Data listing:
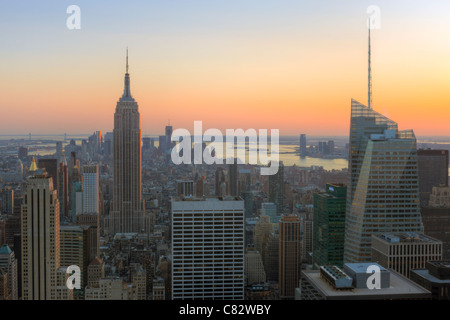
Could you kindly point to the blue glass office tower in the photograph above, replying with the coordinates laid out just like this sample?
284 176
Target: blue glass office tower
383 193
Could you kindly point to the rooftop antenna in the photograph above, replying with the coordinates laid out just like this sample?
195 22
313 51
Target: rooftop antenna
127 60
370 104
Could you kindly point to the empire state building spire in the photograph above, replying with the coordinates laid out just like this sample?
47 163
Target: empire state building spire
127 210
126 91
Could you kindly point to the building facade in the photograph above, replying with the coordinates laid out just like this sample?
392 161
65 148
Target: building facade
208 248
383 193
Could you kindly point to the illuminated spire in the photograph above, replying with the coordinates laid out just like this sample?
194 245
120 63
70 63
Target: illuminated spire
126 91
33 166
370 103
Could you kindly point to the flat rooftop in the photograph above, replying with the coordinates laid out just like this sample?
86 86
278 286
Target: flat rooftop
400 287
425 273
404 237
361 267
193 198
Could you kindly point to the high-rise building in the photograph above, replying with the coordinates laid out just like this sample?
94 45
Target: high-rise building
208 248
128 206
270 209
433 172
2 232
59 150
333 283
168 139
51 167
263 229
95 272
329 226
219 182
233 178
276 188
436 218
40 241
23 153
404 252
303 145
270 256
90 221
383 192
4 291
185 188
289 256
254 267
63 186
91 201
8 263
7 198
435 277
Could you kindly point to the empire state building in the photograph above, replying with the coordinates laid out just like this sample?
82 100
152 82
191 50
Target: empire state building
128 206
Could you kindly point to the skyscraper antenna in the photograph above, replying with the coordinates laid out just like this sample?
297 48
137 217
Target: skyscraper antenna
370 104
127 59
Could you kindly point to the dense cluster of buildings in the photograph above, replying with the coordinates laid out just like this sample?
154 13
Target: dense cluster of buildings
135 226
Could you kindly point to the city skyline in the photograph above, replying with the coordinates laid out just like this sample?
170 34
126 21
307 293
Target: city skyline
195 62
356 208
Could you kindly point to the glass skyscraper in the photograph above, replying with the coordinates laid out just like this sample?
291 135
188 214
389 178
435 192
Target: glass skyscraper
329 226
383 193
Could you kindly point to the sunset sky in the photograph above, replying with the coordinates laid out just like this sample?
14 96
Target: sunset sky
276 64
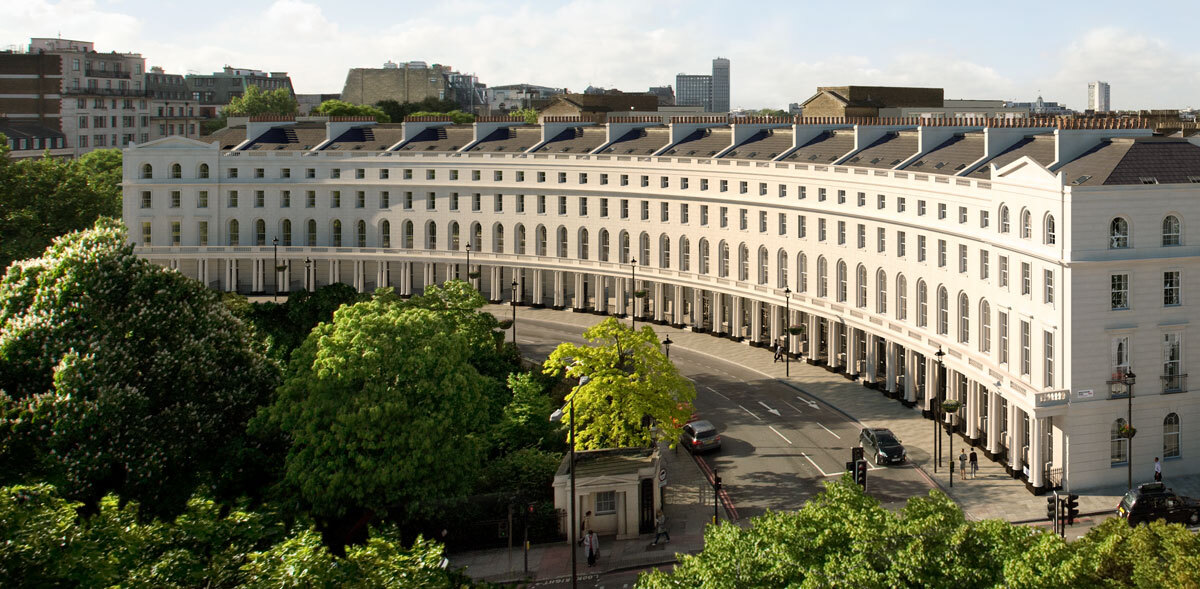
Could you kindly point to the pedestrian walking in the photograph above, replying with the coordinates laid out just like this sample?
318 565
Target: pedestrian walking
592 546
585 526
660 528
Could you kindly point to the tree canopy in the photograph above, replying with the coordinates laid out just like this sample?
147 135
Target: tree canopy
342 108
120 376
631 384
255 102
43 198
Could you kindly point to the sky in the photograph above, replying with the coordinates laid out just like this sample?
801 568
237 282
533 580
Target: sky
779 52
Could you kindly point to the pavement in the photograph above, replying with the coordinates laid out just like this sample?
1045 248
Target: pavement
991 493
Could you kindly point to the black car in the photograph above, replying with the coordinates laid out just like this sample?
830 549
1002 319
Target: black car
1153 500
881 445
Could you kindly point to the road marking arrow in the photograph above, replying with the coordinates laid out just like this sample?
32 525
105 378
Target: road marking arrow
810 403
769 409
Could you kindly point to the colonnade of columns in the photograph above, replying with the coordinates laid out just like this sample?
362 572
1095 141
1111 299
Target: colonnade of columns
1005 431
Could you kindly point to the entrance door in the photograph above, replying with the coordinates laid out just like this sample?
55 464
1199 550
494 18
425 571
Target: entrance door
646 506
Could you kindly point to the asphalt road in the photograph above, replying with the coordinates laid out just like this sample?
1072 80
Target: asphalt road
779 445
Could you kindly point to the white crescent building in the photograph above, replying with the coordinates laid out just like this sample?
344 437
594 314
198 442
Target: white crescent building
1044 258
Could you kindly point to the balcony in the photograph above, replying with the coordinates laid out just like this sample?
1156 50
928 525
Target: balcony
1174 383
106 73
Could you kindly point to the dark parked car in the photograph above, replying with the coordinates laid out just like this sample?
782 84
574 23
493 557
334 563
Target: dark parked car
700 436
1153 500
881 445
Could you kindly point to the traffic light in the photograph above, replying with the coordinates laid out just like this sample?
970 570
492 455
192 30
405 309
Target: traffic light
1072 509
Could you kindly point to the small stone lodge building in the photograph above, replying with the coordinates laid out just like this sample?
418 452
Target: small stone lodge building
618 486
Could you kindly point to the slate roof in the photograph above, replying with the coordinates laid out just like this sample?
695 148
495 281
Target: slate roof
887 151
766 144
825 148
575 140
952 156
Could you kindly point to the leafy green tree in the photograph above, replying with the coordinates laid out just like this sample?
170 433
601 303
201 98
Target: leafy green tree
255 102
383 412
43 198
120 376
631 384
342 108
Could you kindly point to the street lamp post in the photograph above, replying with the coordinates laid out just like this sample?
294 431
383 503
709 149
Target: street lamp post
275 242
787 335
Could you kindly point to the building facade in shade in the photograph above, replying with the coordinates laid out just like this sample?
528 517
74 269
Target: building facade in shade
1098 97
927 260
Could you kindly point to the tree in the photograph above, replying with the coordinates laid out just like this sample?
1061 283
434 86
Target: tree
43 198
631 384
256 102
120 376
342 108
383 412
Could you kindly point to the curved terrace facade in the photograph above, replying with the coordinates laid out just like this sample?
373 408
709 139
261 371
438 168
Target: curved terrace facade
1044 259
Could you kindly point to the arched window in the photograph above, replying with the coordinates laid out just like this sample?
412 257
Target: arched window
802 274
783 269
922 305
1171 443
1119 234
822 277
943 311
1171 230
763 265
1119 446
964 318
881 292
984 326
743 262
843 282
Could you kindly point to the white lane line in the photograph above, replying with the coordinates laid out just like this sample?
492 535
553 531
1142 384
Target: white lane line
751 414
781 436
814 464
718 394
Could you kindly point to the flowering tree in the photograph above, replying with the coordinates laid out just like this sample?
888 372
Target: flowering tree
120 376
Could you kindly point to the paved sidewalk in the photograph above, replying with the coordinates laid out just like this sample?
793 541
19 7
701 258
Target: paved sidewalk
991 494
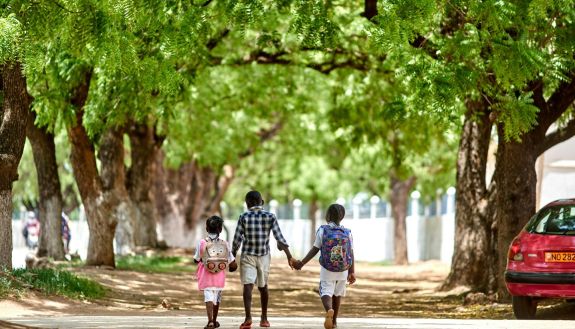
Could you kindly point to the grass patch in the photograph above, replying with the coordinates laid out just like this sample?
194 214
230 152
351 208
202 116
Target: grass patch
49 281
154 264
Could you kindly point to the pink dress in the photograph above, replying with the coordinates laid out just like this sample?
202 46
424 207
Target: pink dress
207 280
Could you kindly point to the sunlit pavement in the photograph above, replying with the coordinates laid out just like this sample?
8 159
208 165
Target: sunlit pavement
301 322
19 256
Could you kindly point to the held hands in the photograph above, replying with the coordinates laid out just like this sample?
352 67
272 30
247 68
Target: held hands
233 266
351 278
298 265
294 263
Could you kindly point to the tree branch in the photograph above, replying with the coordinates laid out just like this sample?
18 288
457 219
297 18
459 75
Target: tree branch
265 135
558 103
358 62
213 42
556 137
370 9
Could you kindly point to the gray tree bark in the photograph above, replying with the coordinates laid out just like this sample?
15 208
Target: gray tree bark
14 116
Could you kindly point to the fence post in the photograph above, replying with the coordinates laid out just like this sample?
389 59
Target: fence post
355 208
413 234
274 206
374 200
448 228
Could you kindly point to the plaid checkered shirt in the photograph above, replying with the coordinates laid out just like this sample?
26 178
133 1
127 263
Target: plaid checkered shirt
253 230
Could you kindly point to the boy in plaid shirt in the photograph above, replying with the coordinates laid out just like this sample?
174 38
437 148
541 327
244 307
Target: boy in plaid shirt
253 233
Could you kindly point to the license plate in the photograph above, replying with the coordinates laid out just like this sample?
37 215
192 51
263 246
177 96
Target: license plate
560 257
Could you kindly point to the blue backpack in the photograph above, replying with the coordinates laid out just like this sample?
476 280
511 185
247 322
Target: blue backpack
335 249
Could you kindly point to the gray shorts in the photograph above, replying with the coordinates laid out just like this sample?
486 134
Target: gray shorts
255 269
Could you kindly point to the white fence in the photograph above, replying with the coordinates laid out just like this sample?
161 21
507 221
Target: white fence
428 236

--

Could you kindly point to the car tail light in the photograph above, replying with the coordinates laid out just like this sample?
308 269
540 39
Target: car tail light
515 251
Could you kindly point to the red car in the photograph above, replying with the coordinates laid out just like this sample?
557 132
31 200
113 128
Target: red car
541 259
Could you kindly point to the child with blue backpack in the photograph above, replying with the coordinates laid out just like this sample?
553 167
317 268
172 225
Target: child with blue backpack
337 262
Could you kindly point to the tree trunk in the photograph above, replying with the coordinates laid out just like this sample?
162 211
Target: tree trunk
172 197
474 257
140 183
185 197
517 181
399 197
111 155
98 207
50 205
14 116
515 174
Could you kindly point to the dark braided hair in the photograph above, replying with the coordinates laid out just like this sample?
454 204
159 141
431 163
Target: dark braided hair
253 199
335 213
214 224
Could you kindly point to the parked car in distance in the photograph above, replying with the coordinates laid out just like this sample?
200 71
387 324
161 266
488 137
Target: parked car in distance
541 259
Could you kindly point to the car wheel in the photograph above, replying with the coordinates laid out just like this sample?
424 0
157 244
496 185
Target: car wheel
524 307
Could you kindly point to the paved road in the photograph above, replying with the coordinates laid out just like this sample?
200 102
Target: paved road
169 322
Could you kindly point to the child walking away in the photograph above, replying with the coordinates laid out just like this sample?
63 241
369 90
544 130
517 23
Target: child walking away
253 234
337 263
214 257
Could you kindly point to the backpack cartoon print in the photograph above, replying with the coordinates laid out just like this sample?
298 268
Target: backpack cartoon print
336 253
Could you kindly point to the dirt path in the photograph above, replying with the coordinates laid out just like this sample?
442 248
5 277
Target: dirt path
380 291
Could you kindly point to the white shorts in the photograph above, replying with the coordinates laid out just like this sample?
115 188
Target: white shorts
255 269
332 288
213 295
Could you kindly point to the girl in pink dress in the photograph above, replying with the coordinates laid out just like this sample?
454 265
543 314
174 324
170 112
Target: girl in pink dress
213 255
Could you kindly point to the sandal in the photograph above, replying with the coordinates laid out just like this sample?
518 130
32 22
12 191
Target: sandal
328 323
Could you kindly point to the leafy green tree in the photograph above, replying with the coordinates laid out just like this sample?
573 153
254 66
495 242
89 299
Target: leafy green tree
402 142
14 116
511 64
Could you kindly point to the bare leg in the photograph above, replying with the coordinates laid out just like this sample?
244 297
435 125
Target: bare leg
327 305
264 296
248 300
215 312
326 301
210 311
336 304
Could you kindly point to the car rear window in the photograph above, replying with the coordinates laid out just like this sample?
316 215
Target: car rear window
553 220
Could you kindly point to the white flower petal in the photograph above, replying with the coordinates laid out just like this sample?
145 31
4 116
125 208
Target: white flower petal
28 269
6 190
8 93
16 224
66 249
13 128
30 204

• Short task:
Pull out each line of the records above that contains the string "post", matching case exactly.

• Exercise answer:
Could you kindly point to the street lamp post in the photograph above, replying with the coordinates laid out just like this sample?
Target: street lamp post
Could you kindly point to the fence post in the photograph above, replying with the coordinates laid out just like this sample?
Target: fence post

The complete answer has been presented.